*** TASK INPUT Section Begins ***

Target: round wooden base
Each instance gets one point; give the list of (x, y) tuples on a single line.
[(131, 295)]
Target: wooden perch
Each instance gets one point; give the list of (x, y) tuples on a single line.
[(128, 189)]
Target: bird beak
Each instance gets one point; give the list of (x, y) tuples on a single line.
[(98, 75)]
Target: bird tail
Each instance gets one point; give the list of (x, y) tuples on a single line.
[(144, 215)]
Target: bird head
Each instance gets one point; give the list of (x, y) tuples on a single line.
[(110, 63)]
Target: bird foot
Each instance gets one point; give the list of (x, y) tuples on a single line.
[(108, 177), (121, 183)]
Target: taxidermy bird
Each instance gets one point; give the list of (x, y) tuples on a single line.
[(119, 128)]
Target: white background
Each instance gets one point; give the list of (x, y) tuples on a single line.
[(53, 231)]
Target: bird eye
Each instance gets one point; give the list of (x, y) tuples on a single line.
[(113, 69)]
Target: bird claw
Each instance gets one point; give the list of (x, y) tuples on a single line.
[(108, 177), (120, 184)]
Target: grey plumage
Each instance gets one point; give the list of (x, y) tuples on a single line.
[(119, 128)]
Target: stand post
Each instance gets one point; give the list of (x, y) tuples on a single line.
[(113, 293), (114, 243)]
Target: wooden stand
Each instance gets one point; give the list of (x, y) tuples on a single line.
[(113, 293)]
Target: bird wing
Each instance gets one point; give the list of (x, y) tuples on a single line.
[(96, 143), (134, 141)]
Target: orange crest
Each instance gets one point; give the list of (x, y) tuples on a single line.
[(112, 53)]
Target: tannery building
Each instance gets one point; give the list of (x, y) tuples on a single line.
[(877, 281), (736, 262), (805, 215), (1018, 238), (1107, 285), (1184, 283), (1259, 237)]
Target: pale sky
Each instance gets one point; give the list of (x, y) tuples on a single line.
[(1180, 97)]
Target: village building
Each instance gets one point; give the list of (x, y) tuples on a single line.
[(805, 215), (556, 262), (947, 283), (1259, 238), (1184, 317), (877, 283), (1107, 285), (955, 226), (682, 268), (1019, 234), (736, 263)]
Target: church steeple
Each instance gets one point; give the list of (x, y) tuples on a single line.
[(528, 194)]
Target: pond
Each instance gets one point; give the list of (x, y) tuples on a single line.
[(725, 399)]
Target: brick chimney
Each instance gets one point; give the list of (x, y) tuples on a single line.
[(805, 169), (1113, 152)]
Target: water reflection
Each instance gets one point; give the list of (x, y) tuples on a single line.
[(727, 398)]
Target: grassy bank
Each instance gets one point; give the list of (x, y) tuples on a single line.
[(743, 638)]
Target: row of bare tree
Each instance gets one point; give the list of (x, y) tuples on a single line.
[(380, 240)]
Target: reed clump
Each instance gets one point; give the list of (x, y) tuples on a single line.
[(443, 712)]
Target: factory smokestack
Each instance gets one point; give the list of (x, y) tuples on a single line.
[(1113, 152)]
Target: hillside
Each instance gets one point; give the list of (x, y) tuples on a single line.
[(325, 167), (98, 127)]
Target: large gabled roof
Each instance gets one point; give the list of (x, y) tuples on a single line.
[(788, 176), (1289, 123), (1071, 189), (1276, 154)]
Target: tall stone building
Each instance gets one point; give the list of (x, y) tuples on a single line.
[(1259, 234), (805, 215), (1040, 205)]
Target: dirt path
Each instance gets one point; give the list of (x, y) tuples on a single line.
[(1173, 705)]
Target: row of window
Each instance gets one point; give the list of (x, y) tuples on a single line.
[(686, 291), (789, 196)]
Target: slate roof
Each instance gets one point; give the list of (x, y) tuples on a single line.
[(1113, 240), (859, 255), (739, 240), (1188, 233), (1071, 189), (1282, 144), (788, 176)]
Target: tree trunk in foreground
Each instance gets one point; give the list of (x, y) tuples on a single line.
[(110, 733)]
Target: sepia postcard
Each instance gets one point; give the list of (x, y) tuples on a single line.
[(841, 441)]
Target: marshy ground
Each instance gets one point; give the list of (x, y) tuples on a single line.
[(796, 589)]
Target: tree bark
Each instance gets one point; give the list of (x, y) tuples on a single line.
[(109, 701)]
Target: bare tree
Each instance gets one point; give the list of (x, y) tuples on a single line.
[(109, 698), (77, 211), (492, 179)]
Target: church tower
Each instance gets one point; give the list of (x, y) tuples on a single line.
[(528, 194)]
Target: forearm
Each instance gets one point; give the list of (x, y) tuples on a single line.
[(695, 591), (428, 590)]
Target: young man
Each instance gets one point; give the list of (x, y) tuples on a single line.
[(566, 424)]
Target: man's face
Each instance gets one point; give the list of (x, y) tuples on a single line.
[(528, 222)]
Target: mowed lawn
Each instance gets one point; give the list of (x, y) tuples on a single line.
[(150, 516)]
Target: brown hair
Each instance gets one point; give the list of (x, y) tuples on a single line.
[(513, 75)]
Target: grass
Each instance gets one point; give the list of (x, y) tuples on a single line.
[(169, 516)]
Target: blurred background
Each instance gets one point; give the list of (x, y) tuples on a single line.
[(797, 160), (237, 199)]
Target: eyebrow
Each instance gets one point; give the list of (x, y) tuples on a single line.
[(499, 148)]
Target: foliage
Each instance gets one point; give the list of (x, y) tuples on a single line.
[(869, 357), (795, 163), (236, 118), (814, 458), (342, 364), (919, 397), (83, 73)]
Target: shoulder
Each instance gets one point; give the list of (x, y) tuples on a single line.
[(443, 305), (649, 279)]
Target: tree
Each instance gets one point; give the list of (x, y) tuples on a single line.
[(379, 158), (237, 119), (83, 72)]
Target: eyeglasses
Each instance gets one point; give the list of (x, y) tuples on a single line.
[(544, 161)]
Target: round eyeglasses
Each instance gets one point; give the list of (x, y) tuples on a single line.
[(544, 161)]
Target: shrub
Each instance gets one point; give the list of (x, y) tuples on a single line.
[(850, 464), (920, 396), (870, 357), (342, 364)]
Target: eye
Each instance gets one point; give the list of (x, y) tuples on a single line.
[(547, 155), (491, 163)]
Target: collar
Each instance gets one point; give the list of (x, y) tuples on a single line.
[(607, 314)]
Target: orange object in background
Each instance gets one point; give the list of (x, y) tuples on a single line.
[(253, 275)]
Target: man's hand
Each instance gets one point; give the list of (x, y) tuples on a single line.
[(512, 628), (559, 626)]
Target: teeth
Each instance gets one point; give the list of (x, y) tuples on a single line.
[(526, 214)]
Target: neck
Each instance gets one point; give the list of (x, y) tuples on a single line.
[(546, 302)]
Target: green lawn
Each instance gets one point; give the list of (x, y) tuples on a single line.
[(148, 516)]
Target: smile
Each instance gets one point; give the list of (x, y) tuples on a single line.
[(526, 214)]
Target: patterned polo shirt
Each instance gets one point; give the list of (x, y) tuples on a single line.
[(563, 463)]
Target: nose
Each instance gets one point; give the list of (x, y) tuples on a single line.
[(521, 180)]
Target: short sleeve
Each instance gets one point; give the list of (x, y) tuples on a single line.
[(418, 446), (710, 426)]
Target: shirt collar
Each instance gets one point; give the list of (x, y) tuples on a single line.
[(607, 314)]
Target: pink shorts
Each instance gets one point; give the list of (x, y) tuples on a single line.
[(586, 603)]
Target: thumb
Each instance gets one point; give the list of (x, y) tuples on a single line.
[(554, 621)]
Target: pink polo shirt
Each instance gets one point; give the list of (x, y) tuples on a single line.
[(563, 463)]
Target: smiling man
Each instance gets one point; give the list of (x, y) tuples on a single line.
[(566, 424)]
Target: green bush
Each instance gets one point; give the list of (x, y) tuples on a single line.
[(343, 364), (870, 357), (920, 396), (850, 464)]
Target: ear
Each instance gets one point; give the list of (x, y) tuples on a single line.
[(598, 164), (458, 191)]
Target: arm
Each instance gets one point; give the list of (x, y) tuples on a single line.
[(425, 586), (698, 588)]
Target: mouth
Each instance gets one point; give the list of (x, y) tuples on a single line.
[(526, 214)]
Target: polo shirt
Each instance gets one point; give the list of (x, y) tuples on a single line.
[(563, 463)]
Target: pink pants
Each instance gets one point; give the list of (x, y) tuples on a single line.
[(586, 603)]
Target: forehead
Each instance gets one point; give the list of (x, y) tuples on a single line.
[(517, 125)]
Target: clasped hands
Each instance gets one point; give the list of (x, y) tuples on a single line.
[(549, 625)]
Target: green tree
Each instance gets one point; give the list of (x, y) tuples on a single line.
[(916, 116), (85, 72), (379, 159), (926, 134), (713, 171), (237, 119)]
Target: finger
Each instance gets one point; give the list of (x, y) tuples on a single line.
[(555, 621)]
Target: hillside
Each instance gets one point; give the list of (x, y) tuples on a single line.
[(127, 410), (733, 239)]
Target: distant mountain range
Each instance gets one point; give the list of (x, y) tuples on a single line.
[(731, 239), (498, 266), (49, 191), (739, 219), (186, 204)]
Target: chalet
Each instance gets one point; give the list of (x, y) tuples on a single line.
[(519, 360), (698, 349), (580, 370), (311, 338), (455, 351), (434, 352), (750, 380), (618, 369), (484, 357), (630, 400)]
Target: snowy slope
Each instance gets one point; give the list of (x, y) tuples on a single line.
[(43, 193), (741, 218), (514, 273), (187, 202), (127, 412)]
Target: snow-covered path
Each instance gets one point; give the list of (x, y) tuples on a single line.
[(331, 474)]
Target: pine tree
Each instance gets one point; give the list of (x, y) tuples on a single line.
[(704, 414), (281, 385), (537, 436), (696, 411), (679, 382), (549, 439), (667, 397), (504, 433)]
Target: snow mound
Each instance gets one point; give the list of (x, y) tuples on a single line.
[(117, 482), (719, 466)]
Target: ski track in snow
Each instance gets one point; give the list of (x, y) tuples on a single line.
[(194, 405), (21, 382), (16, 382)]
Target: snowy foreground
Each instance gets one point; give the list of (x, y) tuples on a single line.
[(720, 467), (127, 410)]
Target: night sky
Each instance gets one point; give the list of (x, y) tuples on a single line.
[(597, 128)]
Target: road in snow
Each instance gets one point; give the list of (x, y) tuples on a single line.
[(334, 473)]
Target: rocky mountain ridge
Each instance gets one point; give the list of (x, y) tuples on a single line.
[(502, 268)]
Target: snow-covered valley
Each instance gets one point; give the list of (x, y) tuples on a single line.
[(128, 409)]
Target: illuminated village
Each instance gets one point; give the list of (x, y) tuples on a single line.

*** TASK INPUT Section Ends ***

**WHAT NEEDS TO BE DONE:**
Answer with the number alone after working out how many lines in the records contain the string "path".

**COMPLETED TASK:**
2